* _Aim of the task_: Reproduce the listing below line for line and without changes, leaving out the pictures.

Coordinate annotation entries
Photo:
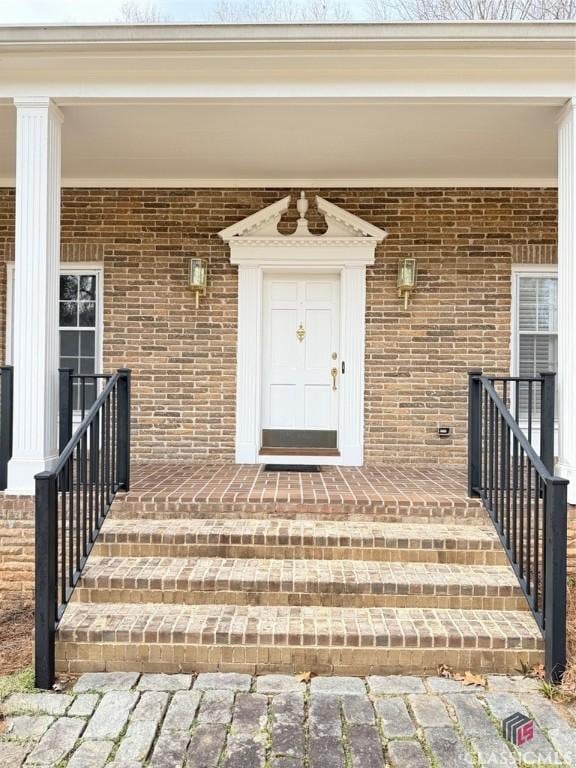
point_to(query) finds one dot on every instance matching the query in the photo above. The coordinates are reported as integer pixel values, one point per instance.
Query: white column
(567, 297)
(35, 348)
(248, 365)
(352, 353)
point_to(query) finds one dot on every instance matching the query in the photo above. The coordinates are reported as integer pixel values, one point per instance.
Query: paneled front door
(300, 363)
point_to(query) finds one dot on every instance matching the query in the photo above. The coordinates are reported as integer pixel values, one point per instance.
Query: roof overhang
(146, 36)
(313, 105)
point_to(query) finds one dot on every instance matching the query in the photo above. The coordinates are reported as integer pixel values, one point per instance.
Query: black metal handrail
(77, 394)
(526, 502)
(72, 502)
(6, 421)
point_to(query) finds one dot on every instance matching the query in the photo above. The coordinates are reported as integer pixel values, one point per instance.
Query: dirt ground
(16, 627)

* _Exercise answer_:
Photo:
point_to(query) finds one dot on every instance matching the query in the photo above. The coordinates are reported as integer pixel values, one point per instance.
Query: white column
(567, 297)
(35, 348)
(248, 365)
(352, 353)
point_to(query) finds one dot on every instance matching the query in the photo above. The coordinates are reported as integer pixel values, one point per instance.
Query: paneled front door
(300, 363)
point_to(query) finds one dot on every instance matching the query in the photo above. The coordinates are reported as integer pixel values, one point per instance.
Query: roof overhang
(146, 36)
(313, 105)
point_to(query) finds one dot on every instance matching the query in the photo above. The coordinates are reported as integer pixel values, one point per instance.
Query: black metal handrail
(77, 394)
(526, 502)
(72, 502)
(6, 421)
point_to(query) finds one dot on every instance matching the query in the photo above. The coordinates are reported as integer pixel values, one point per instance.
Query: dirt ground
(16, 627)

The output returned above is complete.